◆ Request: How many lines in the listing below contain the word "wolf"? Reply with the number alone.

◆ Data in this exercise:
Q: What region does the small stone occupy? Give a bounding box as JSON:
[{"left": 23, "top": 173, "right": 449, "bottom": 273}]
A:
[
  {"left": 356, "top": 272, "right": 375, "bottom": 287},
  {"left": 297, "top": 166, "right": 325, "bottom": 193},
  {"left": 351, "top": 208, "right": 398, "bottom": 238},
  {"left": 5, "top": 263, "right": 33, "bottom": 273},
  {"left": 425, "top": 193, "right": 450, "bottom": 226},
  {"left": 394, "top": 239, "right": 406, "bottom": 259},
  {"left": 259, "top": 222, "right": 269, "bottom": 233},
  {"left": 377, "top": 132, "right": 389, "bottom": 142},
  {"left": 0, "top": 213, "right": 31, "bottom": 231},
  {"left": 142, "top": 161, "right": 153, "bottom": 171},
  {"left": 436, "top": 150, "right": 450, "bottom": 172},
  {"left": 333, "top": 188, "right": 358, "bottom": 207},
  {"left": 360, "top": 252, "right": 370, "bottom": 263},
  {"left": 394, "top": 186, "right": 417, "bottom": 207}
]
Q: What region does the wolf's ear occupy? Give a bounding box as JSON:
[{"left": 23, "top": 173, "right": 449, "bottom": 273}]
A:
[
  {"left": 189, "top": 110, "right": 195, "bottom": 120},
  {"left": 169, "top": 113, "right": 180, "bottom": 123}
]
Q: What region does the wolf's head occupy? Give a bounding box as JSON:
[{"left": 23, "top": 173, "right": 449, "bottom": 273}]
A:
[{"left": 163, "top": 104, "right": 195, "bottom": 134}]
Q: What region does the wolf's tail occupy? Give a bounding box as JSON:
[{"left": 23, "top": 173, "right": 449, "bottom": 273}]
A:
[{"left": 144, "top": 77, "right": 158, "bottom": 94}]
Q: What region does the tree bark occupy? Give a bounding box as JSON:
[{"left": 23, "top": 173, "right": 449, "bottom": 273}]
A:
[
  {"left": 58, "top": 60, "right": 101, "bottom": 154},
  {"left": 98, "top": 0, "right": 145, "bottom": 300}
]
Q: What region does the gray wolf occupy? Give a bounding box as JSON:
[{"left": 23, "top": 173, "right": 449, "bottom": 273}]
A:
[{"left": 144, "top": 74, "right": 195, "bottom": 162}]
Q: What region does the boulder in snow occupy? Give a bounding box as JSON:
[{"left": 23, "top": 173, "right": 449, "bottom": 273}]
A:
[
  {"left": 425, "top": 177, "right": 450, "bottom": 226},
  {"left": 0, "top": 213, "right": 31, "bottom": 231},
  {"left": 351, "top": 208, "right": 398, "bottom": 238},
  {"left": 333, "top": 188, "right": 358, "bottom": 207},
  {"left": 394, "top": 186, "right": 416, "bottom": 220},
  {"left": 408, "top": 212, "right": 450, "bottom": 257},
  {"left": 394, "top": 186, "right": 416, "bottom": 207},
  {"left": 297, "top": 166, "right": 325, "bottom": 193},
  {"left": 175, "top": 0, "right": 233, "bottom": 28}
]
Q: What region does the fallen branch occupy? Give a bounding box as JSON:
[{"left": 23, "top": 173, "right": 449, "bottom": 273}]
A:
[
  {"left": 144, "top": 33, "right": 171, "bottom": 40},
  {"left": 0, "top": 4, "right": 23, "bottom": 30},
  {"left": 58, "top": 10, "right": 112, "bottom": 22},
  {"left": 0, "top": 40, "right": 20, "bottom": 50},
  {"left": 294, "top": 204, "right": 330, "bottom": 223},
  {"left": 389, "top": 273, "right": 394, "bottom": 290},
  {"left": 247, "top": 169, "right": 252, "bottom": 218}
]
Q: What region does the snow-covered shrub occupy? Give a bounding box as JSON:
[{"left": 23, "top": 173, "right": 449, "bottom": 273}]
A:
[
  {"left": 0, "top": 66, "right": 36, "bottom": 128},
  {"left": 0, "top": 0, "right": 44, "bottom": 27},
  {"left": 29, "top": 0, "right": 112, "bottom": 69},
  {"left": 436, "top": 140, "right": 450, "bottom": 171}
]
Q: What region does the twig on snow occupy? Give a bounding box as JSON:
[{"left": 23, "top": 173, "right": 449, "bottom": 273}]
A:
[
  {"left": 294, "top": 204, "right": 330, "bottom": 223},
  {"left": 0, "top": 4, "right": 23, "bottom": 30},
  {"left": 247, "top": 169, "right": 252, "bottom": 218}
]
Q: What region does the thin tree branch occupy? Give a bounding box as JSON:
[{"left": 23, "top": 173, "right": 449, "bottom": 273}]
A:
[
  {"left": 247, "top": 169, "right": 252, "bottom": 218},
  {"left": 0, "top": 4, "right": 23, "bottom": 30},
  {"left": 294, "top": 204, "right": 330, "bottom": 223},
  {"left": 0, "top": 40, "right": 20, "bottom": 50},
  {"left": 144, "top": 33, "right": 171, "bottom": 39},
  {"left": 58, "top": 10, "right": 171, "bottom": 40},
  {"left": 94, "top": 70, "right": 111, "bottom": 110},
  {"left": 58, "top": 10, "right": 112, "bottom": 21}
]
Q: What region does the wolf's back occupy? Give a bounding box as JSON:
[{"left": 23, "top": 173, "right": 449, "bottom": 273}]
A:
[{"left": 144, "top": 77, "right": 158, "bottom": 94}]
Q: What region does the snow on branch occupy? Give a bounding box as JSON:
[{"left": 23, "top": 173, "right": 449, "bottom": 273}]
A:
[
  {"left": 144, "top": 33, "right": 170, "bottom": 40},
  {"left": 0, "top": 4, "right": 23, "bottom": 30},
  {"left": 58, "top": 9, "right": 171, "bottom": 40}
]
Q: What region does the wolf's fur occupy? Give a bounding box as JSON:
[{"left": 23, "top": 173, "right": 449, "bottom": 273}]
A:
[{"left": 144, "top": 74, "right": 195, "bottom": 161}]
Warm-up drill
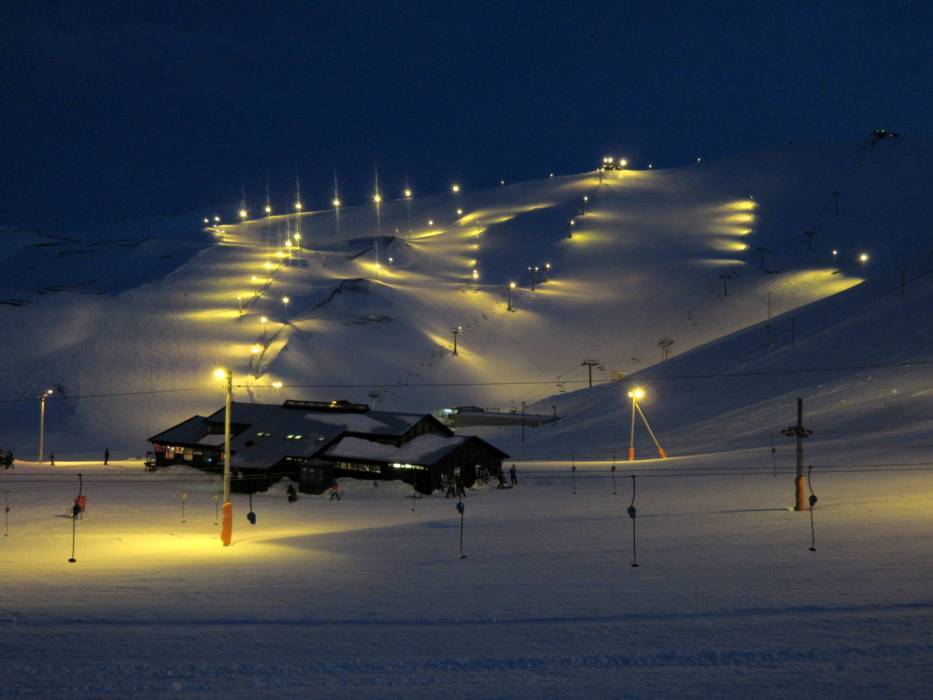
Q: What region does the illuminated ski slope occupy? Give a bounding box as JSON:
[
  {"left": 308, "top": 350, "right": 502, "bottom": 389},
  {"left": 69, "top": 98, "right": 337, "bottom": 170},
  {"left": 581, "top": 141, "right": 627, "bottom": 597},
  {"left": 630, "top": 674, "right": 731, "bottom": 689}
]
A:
[{"left": 0, "top": 137, "right": 930, "bottom": 454}]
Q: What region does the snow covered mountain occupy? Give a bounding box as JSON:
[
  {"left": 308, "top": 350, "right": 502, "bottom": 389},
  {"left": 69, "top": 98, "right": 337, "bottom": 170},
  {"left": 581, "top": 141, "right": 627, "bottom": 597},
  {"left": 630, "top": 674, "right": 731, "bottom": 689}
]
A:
[{"left": 0, "top": 138, "right": 933, "bottom": 457}]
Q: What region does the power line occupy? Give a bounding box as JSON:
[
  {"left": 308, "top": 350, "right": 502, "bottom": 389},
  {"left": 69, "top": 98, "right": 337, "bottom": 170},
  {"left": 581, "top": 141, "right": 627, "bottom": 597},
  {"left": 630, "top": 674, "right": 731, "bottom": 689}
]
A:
[{"left": 0, "top": 358, "right": 933, "bottom": 404}]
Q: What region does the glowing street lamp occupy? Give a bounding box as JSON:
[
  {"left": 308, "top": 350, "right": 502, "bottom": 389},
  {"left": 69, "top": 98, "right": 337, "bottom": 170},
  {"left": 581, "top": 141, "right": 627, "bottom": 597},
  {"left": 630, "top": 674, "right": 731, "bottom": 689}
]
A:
[
  {"left": 38, "top": 389, "right": 55, "bottom": 464},
  {"left": 628, "top": 386, "right": 667, "bottom": 462},
  {"left": 214, "top": 367, "right": 233, "bottom": 547}
]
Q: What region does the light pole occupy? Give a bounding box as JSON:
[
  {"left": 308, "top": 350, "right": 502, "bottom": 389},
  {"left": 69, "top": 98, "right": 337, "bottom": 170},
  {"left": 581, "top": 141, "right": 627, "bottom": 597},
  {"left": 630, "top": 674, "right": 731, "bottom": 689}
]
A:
[
  {"left": 628, "top": 387, "right": 667, "bottom": 462},
  {"left": 214, "top": 368, "right": 233, "bottom": 547},
  {"left": 38, "top": 389, "right": 54, "bottom": 464}
]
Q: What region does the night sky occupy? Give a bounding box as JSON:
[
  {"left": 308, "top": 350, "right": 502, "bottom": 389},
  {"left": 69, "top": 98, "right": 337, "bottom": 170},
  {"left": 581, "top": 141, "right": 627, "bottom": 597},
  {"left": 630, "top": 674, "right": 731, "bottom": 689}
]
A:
[{"left": 0, "top": 0, "right": 933, "bottom": 231}]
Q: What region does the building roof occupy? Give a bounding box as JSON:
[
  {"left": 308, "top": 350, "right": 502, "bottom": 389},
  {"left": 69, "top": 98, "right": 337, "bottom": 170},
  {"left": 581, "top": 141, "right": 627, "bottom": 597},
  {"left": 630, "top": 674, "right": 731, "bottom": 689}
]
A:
[
  {"left": 149, "top": 416, "right": 207, "bottom": 445},
  {"left": 320, "top": 433, "right": 508, "bottom": 466},
  {"left": 149, "top": 402, "right": 462, "bottom": 469},
  {"left": 321, "top": 433, "right": 469, "bottom": 466}
]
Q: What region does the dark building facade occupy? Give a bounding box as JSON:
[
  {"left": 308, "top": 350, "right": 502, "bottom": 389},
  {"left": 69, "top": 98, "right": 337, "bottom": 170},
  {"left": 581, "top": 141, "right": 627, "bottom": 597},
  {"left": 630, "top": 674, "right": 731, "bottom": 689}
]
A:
[{"left": 149, "top": 400, "right": 508, "bottom": 493}]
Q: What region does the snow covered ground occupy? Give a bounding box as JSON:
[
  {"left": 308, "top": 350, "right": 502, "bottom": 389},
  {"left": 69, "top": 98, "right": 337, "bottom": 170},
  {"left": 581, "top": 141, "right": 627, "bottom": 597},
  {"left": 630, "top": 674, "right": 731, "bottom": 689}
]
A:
[
  {"left": 0, "top": 448, "right": 933, "bottom": 698},
  {"left": 0, "top": 139, "right": 933, "bottom": 458},
  {"left": 0, "top": 139, "right": 933, "bottom": 698}
]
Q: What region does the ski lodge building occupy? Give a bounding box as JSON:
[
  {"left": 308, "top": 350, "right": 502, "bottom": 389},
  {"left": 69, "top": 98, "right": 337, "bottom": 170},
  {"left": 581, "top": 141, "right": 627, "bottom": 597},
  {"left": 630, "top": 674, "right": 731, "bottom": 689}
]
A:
[{"left": 149, "top": 400, "right": 508, "bottom": 493}]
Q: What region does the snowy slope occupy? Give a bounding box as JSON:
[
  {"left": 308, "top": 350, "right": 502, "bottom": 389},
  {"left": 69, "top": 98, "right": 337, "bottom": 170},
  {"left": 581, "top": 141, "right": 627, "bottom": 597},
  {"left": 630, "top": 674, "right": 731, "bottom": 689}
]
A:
[{"left": 0, "top": 139, "right": 933, "bottom": 454}]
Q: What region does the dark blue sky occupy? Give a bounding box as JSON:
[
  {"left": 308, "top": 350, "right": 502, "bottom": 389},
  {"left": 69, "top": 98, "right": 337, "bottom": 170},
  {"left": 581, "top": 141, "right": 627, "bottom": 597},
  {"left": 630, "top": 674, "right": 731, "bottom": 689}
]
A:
[{"left": 0, "top": 0, "right": 933, "bottom": 229}]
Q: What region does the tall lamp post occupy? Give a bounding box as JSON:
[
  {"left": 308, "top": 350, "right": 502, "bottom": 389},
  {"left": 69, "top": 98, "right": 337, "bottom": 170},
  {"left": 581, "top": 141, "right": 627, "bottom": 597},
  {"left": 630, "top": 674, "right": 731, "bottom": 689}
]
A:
[
  {"left": 214, "top": 368, "right": 233, "bottom": 547},
  {"left": 38, "top": 389, "right": 54, "bottom": 464}
]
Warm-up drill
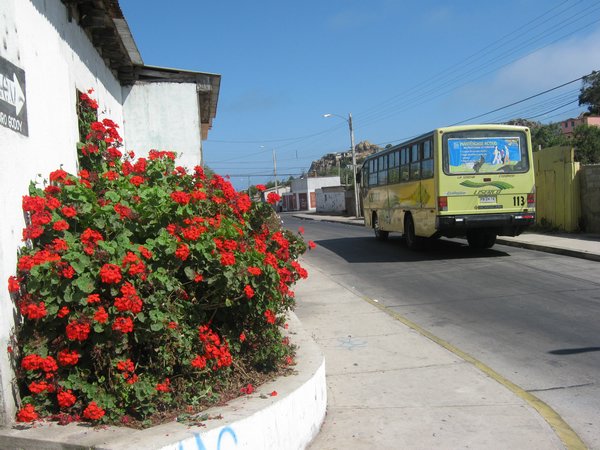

◆ Completed exercise: 6